▶ _EXTRAIT DU TEXTE_:

Daisy Jones and the Six est une série qui m'embête. Je veux lui mettre un 5/10. Je veux aussi la mettre dans mes coups de cœur.

Compte tenu de l’amour que je porte à la musique de ces année-là, il m’était impossible d’être insensible à son charme : avec son ambition, son esthétique léchée, les efforts mis dans la musique et les représentations lives (par les acteurs mais aussi et surtout toute l’équipe créative musicale derrière) pour être le plus fidèle possible à un son type Fleetwood Mac, ses deux personnages principaux attachants et sa narration documentaire, Daisy Jones and the Six a réussi à me prendre par la main, et je me suis laissée porter par l’histoire qu’elle raconte avec plaisir.

▶ _MATÉRIEL PRÉSENTÉ_:
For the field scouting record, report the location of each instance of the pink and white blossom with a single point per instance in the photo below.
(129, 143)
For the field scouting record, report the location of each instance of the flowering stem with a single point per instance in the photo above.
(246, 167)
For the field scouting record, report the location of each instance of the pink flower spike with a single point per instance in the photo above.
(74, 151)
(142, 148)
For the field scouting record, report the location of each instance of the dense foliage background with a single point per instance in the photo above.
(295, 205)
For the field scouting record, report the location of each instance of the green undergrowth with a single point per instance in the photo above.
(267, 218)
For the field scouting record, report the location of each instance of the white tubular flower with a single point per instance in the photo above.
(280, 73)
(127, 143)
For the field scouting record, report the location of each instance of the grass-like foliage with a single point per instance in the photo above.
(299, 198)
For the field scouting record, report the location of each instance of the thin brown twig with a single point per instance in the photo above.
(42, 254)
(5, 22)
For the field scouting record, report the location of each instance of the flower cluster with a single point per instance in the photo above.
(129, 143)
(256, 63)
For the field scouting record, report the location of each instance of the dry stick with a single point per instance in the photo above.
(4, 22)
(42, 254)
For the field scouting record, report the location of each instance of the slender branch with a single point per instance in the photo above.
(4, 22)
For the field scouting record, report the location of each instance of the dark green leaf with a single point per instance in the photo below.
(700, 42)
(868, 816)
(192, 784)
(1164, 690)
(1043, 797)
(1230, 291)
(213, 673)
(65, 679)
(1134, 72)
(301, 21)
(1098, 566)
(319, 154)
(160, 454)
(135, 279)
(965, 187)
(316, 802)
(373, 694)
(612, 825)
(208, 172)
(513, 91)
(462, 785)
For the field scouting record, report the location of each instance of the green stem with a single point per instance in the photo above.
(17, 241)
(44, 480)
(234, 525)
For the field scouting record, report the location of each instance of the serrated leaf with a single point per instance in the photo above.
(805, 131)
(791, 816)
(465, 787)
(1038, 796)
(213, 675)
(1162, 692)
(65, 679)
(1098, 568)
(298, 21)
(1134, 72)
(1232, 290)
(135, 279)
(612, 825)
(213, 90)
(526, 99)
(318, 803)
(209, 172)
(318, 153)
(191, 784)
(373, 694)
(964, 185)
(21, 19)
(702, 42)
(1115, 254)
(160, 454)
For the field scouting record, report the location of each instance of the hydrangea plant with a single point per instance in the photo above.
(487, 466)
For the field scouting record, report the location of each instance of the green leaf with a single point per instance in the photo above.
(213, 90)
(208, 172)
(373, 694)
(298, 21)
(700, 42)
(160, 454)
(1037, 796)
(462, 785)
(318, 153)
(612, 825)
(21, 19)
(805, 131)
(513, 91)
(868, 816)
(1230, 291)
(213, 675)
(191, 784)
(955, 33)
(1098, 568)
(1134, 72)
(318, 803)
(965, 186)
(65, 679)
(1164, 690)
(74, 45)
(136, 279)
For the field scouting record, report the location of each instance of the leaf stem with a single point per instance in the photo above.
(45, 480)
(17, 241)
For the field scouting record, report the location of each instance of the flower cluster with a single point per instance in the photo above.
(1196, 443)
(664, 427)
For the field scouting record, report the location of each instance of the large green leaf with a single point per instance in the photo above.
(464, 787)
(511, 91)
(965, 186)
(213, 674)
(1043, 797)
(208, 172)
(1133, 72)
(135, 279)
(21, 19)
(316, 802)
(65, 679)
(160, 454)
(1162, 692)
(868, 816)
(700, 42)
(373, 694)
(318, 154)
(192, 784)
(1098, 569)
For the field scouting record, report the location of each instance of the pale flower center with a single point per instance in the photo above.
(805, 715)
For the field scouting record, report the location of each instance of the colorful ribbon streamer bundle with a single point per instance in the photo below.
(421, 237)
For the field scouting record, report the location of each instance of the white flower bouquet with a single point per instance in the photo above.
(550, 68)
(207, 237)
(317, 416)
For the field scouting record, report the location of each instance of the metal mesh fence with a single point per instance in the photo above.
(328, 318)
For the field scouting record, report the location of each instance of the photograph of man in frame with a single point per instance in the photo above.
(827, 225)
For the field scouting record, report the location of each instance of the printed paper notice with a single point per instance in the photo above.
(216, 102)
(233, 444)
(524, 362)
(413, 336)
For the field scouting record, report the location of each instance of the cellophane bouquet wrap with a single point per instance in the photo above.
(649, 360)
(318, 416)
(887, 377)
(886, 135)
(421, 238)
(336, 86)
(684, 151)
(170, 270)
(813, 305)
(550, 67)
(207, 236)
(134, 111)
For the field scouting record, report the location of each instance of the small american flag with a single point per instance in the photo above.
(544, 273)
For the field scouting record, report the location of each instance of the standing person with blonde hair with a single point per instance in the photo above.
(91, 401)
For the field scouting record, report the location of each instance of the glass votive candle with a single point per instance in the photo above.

▶ _CONSIGNE_: Citez mot pour mot le passage de la critique de la série Daisy Jones and the Six qui commence par « Daisy Jones and the Six est » et se poursuit jusqu'à « raconte avec plaisir. ».

▶ _TRAVAIL RÉALISÉ_:
Daisy Jones and the Six est une série qui m'embête. Je veux lui mettre un 5/10. Je veux aussi la mettre dans mes coups de cœur.

Compte tenu de l’amour que je porte à la musique de ces année-là, il m’était impossible d’être insensible à son charme : avec son ambition, son esthétique léchée, les efforts mis dans la musique et les représentations lives (par les acteurs mais aussi et surtout toute l’équipe créative musicale derrière) pour être le plus fidèle possible à un son type Fleetwood Mac, ses deux personnages principaux attachants et sa narration documentaire, Daisy Jones and the Six a réussi à me prendre par la main, et je me suis laissée porter par l’histoire qu’elle raconte avec plaisir.